Assigned task: Copy the data exactly. Images are the one exception.

(Image point grounding data)
*** Block opens ***

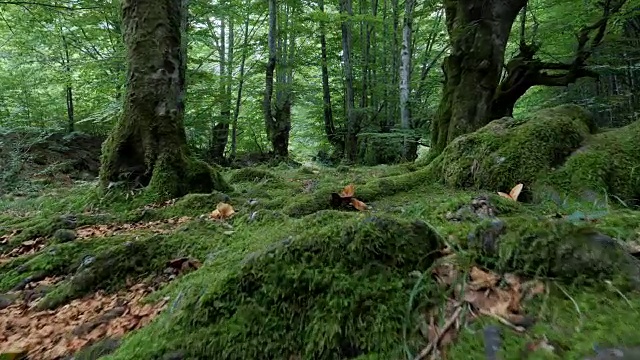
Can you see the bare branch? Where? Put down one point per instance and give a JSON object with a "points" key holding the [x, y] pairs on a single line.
{"points": [[524, 71]]}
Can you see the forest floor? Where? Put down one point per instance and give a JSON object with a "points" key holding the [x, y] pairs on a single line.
{"points": [[84, 276]]}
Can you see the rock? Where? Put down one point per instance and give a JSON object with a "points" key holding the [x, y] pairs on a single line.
{"points": [[486, 237], [555, 248], [175, 355], [509, 151], [64, 235]]}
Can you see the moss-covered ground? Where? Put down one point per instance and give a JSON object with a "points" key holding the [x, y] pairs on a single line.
{"points": [[288, 277]]}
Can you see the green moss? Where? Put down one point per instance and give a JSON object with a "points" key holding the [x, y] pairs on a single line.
{"points": [[508, 151], [381, 148], [602, 318], [556, 248], [608, 163], [249, 174], [173, 178], [332, 291]]}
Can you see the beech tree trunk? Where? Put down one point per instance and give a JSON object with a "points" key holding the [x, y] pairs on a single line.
{"points": [[353, 126], [148, 145], [478, 32], [278, 117], [236, 112], [220, 128], [329, 126]]}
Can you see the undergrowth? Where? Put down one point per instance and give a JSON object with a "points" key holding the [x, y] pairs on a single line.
{"points": [[289, 277]]}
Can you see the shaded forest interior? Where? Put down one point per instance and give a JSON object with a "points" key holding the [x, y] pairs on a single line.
{"points": [[345, 179]]}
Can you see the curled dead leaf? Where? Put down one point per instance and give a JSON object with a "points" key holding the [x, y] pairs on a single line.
{"points": [[359, 204], [348, 191], [514, 193]]}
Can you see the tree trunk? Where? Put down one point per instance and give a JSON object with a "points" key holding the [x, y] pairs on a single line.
{"points": [[148, 145], [329, 126], [284, 80], [410, 143], [478, 32], [236, 112], [69, 88], [353, 126], [220, 129], [270, 122]]}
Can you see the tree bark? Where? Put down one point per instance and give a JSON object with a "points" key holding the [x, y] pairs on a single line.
{"points": [[148, 145], [71, 123], [410, 143], [329, 126], [270, 121], [236, 112], [478, 32], [284, 80], [353, 126]]}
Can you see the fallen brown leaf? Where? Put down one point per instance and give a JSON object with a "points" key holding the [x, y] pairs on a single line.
{"points": [[358, 204], [223, 211]]}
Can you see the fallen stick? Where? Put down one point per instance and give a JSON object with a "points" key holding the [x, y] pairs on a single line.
{"points": [[432, 345]]}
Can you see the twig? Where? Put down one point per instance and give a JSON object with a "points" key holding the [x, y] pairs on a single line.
{"points": [[432, 345]]}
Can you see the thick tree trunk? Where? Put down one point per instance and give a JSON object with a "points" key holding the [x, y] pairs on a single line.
{"points": [[71, 123], [220, 129], [236, 112], [149, 141], [329, 126], [270, 121], [478, 32], [410, 143], [281, 126], [353, 126]]}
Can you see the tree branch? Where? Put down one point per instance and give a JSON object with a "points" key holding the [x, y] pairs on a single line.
{"points": [[524, 71]]}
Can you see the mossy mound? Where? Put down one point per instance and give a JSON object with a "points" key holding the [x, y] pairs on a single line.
{"points": [[556, 248], [608, 163], [249, 174], [510, 151], [173, 178], [332, 291]]}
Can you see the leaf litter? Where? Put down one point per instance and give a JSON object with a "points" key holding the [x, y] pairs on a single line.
{"points": [[480, 293], [346, 198], [52, 334]]}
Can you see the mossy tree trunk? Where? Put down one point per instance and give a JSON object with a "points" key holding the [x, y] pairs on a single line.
{"points": [[478, 32], [149, 142]]}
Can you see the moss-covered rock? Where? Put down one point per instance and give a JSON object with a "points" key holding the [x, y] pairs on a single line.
{"points": [[608, 163], [249, 174], [173, 178], [333, 291], [575, 253], [384, 148], [510, 151]]}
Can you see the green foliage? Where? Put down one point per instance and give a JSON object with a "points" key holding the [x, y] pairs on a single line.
{"points": [[507, 151]]}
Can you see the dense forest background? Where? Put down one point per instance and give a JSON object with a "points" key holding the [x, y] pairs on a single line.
{"points": [[63, 67]]}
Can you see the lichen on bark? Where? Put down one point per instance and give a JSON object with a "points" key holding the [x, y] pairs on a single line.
{"points": [[148, 144]]}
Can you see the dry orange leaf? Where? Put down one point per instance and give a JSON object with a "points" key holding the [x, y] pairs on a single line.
{"points": [[222, 211], [358, 204], [514, 193]]}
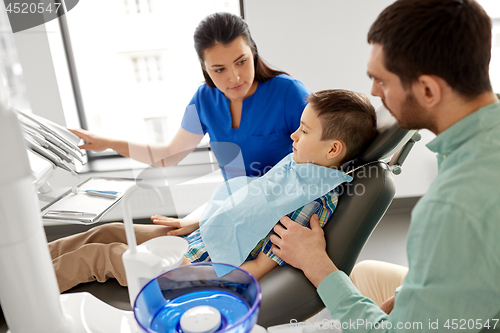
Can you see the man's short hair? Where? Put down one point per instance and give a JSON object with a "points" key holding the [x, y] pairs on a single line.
{"points": [[447, 38], [346, 116]]}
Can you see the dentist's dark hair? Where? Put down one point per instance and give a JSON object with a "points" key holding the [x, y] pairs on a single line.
{"points": [[447, 38], [224, 28]]}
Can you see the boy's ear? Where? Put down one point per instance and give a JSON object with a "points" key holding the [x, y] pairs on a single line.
{"points": [[337, 148], [428, 90]]}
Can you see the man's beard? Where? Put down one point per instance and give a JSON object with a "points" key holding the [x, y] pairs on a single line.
{"points": [[412, 115]]}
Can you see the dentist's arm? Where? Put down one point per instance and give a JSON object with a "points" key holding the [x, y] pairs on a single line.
{"points": [[164, 155]]}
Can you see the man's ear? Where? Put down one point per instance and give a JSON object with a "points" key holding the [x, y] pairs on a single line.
{"points": [[428, 90], [337, 148]]}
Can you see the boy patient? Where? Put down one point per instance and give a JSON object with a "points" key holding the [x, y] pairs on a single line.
{"points": [[335, 127]]}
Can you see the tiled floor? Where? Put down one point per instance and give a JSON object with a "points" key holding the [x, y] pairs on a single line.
{"points": [[387, 243]]}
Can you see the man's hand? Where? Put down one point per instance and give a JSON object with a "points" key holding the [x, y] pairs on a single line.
{"points": [[303, 248]]}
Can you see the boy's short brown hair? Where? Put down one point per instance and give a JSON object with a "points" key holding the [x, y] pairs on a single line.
{"points": [[346, 116]]}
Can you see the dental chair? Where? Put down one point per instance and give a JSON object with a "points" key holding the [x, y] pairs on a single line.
{"points": [[287, 294]]}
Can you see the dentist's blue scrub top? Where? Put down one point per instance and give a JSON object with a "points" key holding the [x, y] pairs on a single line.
{"points": [[268, 118]]}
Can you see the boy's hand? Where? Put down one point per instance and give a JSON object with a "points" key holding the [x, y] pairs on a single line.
{"points": [[183, 226], [303, 248]]}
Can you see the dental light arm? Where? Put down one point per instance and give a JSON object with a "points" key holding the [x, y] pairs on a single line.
{"points": [[28, 287]]}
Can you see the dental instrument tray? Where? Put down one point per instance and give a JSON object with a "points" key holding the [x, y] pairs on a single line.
{"points": [[87, 202]]}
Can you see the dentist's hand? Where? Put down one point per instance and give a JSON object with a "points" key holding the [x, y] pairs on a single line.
{"points": [[183, 226], [94, 142], [303, 248]]}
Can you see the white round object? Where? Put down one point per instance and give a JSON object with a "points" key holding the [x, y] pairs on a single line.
{"points": [[201, 319]]}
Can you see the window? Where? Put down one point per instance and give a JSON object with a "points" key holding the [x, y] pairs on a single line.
{"points": [[136, 65], [492, 7]]}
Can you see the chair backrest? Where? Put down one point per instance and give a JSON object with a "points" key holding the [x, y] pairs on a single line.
{"points": [[286, 292]]}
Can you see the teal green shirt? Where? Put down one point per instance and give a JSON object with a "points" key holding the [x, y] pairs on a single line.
{"points": [[453, 243]]}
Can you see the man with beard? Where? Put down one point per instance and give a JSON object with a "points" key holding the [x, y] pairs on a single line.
{"points": [[429, 64]]}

*** Block closes ***

Reply to the task:
Can you see the bare branch? Where? Put down one point per instance and give a JSON object with a "points" key holding the [x, y] pairs on a single line.
{"points": [[524, 71]]}
Can you see the forest floor? Where? Put down one point per instance and give a JSON object with a "points" key holding the [x, y] pairs on a single line.
{"points": [[84, 276]]}
Can you see the rock? Where? Put down one point per instance and give a JSON object with a "points" key holding the [x, y] pairs on a single line.
{"points": [[486, 237], [555, 248], [175, 355], [509, 151], [64, 235]]}
Can you see the moss-covered ground? Where? Put down one point per instance and give a JSON object with a "points" key holding the [x, y] pairs on a single line.
{"points": [[288, 277]]}
Can you see the green moss? Where? Put down one point per instance and give a JSON object with a "points" key holding the [x, y] pairs on a single line.
{"points": [[508, 151], [381, 148], [602, 318], [556, 248], [608, 163], [249, 174], [173, 178], [332, 291]]}
Can you see the beech tree trunk? Where? Put down one point per instance and give a JSON object with a "points" key holding the [x, y] pairs on a single line.
{"points": [[353, 126], [148, 145], [478, 32], [278, 117], [236, 112], [220, 128], [329, 126]]}
Can you see the undergrowth? Where? Put down one point per instance and give a JSON object with a "points" key holding the [x, y] pairs on a single line.
{"points": [[289, 277]]}
Can you see the shaded forest interior? Where? Put down one point per instance and give a JSON object with a "points" key holding the [x, y] pairs on a single line.
{"points": [[345, 179]]}
Can you see the curled dead leaf? Where? Put down one point per instance and give a JSON object with a "points" key holding the [x, y] pairs on a single line.
{"points": [[359, 204], [348, 191], [514, 193]]}
Can you see the tree trunk? Where? Put down one point per instance and give a JSON object with a "points" key holding the [x, y] pairs on a single line.
{"points": [[148, 145], [329, 126], [284, 80], [410, 143], [478, 32], [236, 112], [69, 88], [353, 126], [220, 129], [270, 122]]}
Can you see the tree bark? Where? Put down one point per instance and give a JSON object with a "points" key holding the [x, y] pairs on a single line.
{"points": [[148, 145], [71, 123], [410, 143], [329, 126], [270, 121], [236, 112], [478, 32], [284, 80], [353, 126]]}
Can you see the fallen brown leaf? Where? Put down one point per instance and give a JSON object with a "points" key holding the [x, y] pairs on a single line.
{"points": [[358, 204], [223, 211]]}
Can you see the fallen stick? Where? Put down one point per instance and give a JSON object with a "points" key holding the [x, y] pairs on a single line.
{"points": [[432, 345]]}
Can you see the twig? Where? Put down one point per instance and give a JSON object with a "points" key holding the [x, y] pairs on a single line.
{"points": [[432, 345]]}
Can you see the thick tree trunk? Where? Put down one point per instance and give a JSON object with a "points" key holding the [x, y] pairs on a single line.
{"points": [[71, 123], [220, 129], [236, 112], [149, 141], [329, 126], [270, 121], [478, 32], [410, 143], [281, 126], [353, 126]]}
Can you see the tree branch? Where? Put down one point per instance and give a JSON object with a "points" key holding the [x, y] pairs on a single line.
{"points": [[524, 71]]}
Can you see the mossy mound? Where? Put down one point per instance and give a JSON object with a "points" key holding the [x, y] pairs on a single line.
{"points": [[556, 248], [608, 163], [249, 174], [510, 151], [173, 178], [332, 291]]}
Can you see the leaf litter? Where? Put down one point per instance and give a JSON object with a "points" key holding the [x, y] pairs on a single line.
{"points": [[480, 293], [346, 198], [52, 334]]}
Can you see the mossy tree trunk? Where? Put down one point per instance and give a JSON object with a "points" key holding the [x, y] pairs on a single line.
{"points": [[478, 32], [149, 142]]}
Can you see the moss-covered rock? Where? Put down one point per instance and give a JSON object with a "points" key holding the [x, y] pairs on a single line.
{"points": [[608, 163], [249, 174], [173, 178], [333, 291], [575, 253], [384, 148], [510, 151]]}
Can you see the green foliage? Where? Put down one point per instance and give a JSON object with a "points" key holding the [x, y] pairs on a single line.
{"points": [[507, 151]]}
Can you see the dense forest background? Where? Put down one point per instance and give a JSON object with a "points" key holding the [x, y] pairs on a single line.
{"points": [[63, 67]]}
Can you see the lichen on bark? Where? Put down one point per instance and give a JSON object with a "points" key holding the [x, y] pairs on a single line.
{"points": [[148, 144]]}
Can you see the dry orange leaf? Where? Put down one point per instance and give a JSON object with a "points" key holding the [x, y] pairs on a single line.
{"points": [[222, 211], [358, 204], [514, 193]]}
Can you see the man's short hair? Where? Put down one point per instance and give a JSON object with a "points" key holding the [x, y] pairs on a single line.
{"points": [[447, 38], [346, 116]]}
Can you see the dentist's dark hair? Where? Put down one point per instance and give a JSON object with a "points" key holding the [x, y] pairs on a single line.
{"points": [[447, 38], [224, 28]]}
Can you see the boy's ear? Where? Put down one point per instance and give a JSON object with a "points" key holding the [x, y] pairs on a single line.
{"points": [[337, 148], [428, 90]]}
Can you see the man's beard? Where? Put down one point per instance and give a JSON object with a "points" key holding the [x, y] pairs on a single line.
{"points": [[412, 115]]}
Can you see the dentist's arm? Where? Put down one point per instance and give a JSON object with a "points" key holding the [x, y] pairs on a single line.
{"points": [[164, 155]]}
Can you see the man's ear? Where? Put down one point per instance and give a JSON object with a "points" key holding the [x, y] pairs on a single line.
{"points": [[428, 90], [337, 148]]}
Can you see the boy patient? Where? Put down one point per instance and give a JSON object with a "points" key holding the [x, y] pairs on a single line.
{"points": [[335, 127]]}
Can you see the tiled floor? Where? Put down one point per instance and give a JSON object with a "points" key holding the [x, y] pairs on a single line.
{"points": [[387, 243]]}
Can you see the man's hand? Where? Put down one point per instance and give a JSON object with a "points" key holding the [x, y] pairs on a single line.
{"points": [[303, 248]]}
Can you see the boy's short brown hair? Where? Put down one point per instance and give a JSON object with a "points" key holding the [x, y] pairs on a single line.
{"points": [[346, 116]]}
Can you see the dental chair? Where? Put down one point per instance and give a JSON object with a "points" key holding the [x, y] pairs on a single line.
{"points": [[287, 294]]}
Can you see the dentist's blue scrub top? Where? Put down one point per instance and give a JSON object with a "points" key holding the [x, y] pairs on a single line.
{"points": [[268, 118]]}
Can you see the boy's hand? Where? Put down one point per instance and give a JSON object with a "points" key holding the [x, y] pairs on a single line.
{"points": [[183, 226], [303, 248]]}
Can you see the dental light arm? Where? Put down one point per instance and give a JSON object with a "points" key holding the [x, y] pairs on a single line.
{"points": [[28, 287]]}
Can you see the dental instrument tray? Where? Put down one point per instance and give a JSON object with a "points" key holding the [x, y] pairs on a single line.
{"points": [[87, 202]]}
Can you see the dentist's hand? Where? Put down one point per instance and give a JSON object with a "points" key holding the [x, y] pairs on a single line.
{"points": [[183, 226], [94, 142], [303, 248]]}
Can you see the white round object? Where? Put down one point per instance and give a JSON object with a "points" key holding the [x, y] pairs on a single line.
{"points": [[201, 319]]}
Can you see the window? Where? Put down one point per instance and give a JSON object with a "points" key holding the [x, y] pairs on a single line.
{"points": [[136, 65], [492, 7]]}
Can you see the chair backrest? Where? Put down one point per instance and give a JSON object with a "points" key holding the [x, y] pairs on a single line.
{"points": [[286, 292]]}
Can you see the teal green shirt? Where? Put down one point per instance and give a JSON object with a "points" key holding the [x, y] pairs on a single line.
{"points": [[453, 243]]}
Can you see the man with beard? Where? Put down one point per instance and give a JSON object with a "points" key holding the [x, y] pairs on a single line.
{"points": [[429, 64]]}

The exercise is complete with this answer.